#### [WHAT YOU SHOULD DO]
From the first line through the one containing "SAMPLE = x=357, y=205", restate the listing word for word, and give no other lines.
══════════
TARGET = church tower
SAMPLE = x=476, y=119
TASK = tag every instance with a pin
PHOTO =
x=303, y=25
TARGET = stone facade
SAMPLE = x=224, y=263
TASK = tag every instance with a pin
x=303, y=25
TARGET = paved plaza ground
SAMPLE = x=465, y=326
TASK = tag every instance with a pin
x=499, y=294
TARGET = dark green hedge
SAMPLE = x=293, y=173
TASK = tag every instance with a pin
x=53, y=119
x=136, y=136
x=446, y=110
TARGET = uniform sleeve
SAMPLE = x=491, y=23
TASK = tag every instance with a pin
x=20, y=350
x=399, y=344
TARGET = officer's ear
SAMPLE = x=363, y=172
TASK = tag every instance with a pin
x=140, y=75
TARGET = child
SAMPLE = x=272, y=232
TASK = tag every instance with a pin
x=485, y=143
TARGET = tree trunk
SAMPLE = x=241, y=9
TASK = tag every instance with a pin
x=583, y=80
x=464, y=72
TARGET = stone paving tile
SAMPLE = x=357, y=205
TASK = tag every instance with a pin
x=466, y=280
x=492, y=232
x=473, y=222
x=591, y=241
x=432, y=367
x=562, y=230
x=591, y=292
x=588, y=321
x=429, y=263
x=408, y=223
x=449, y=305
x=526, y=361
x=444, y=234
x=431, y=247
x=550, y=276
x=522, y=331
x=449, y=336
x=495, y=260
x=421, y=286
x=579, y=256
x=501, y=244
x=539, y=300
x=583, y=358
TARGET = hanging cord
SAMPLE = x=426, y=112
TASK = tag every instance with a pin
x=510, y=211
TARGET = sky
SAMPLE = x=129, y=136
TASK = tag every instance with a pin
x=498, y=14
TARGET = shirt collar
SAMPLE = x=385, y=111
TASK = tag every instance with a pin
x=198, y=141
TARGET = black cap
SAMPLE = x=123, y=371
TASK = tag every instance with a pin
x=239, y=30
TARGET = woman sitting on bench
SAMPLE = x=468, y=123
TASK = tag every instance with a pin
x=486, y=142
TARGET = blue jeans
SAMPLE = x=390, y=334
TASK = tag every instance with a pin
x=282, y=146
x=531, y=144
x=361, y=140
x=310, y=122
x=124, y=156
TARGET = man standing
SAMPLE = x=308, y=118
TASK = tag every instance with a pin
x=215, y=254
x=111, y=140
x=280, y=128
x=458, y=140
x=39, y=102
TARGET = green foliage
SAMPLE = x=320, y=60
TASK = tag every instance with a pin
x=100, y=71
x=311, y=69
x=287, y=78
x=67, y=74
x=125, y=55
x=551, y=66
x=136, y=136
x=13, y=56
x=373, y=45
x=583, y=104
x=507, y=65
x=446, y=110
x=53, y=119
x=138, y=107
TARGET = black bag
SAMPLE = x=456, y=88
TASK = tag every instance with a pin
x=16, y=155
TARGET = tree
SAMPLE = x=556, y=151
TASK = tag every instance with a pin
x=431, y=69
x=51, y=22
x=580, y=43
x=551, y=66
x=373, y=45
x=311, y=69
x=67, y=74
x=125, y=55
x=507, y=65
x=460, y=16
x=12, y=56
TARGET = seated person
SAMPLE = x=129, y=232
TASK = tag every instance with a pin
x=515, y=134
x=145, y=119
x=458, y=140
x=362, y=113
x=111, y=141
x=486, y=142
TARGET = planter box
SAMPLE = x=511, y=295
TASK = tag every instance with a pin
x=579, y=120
══════════
#### [REPLY TO THE TASK]
TARGET = church tower
SAMPLE = x=476, y=119
TASK = tag every instance with a pin
PHOTO =
x=303, y=25
TARGET = stone facade
SAMPLE = x=224, y=263
TASK = tag every instance with a pin
x=303, y=25
TARGET = paved plaza ground
SAMPLE = x=465, y=326
TASK = tag every instance with a pin
x=499, y=294
TARGET = dark green hedge
SAMPLE = x=293, y=173
TASK = tag every instance with a pin
x=53, y=119
x=136, y=136
x=446, y=110
TARGET = uniform sleeve
SAMPLE = x=491, y=23
TASK = tag every instance with a pin
x=20, y=350
x=399, y=344
TARGET = officer's ear
SAMPLE = x=363, y=172
TASK = tag every instance with a pin
x=140, y=75
TARGET = child
SAMPLE = x=272, y=232
TASK = tag every instance with a pin
x=485, y=143
TARGET = tree trunk
SAMPLE = x=241, y=9
TASK = tag every instance with a pin
x=583, y=80
x=464, y=72
TARGET = stone paving tile
SAMPLE = x=357, y=205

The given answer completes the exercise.